Stored data entries:
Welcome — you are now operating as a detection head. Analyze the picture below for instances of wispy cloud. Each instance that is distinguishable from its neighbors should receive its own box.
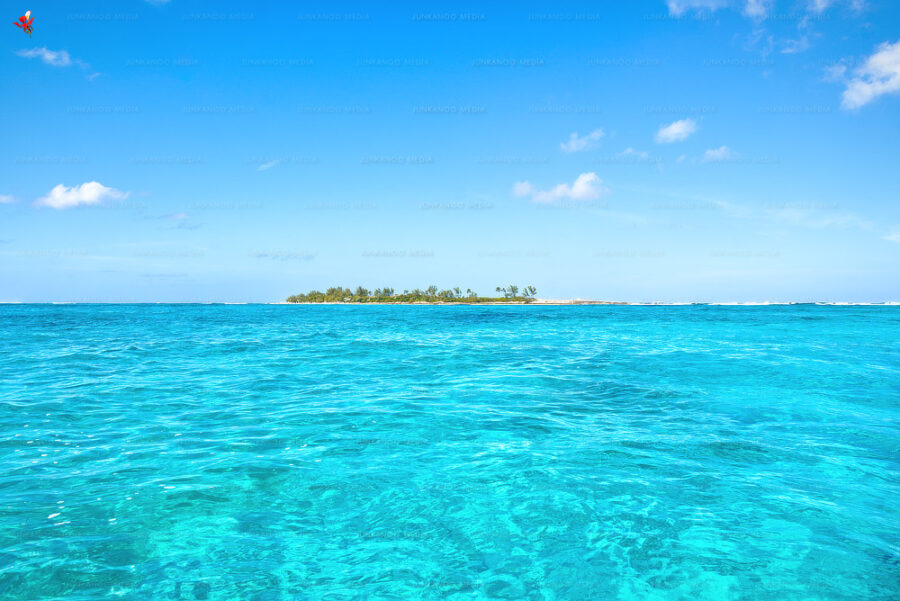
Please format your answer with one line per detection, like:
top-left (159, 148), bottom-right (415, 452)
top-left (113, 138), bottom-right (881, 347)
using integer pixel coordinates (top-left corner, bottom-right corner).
top-left (744, 0), bottom-right (774, 21)
top-left (616, 146), bottom-right (650, 161)
top-left (35, 182), bottom-right (129, 209)
top-left (700, 146), bottom-right (737, 163)
top-left (656, 119), bottom-right (697, 144)
top-left (513, 173), bottom-right (609, 203)
top-left (666, 0), bottom-right (728, 17)
top-left (832, 40), bottom-right (900, 109)
top-left (256, 159), bottom-right (281, 171)
top-left (16, 46), bottom-right (72, 67)
top-left (808, 0), bottom-right (866, 15)
top-left (559, 129), bottom-right (603, 152)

§ Your task: Give every line of the records above as a JSON list of strings, one string per line, with blank lines omitted. Exclude the pictures from the list.

§ Full output:
[
  "Welcome — you are now operating as a detection head. Analyze the picture below for instances of wispy cloud. Each instance that is distinguishable from its neighbors should receive its own box.",
  "Please format your answer with one line per detection, like:",
  "top-left (159, 148), bottom-right (415, 452)",
  "top-left (113, 138), bottom-right (881, 347)",
  "using integer pixel coordinates (top-left corner, bottom-right corner).",
  "top-left (744, 0), bottom-right (774, 21)",
  "top-left (616, 146), bottom-right (650, 161)",
  "top-left (35, 182), bottom-right (129, 209)",
  "top-left (700, 146), bottom-right (737, 163)",
  "top-left (656, 119), bottom-right (697, 144)",
  "top-left (513, 173), bottom-right (609, 203)",
  "top-left (666, 0), bottom-right (728, 17)",
  "top-left (832, 40), bottom-right (900, 109)",
  "top-left (256, 159), bottom-right (281, 171)",
  "top-left (16, 46), bottom-right (72, 67)",
  "top-left (808, 0), bottom-right (866, 15)",
  "top-left (559, 129), bottom-right (603, 152)"
]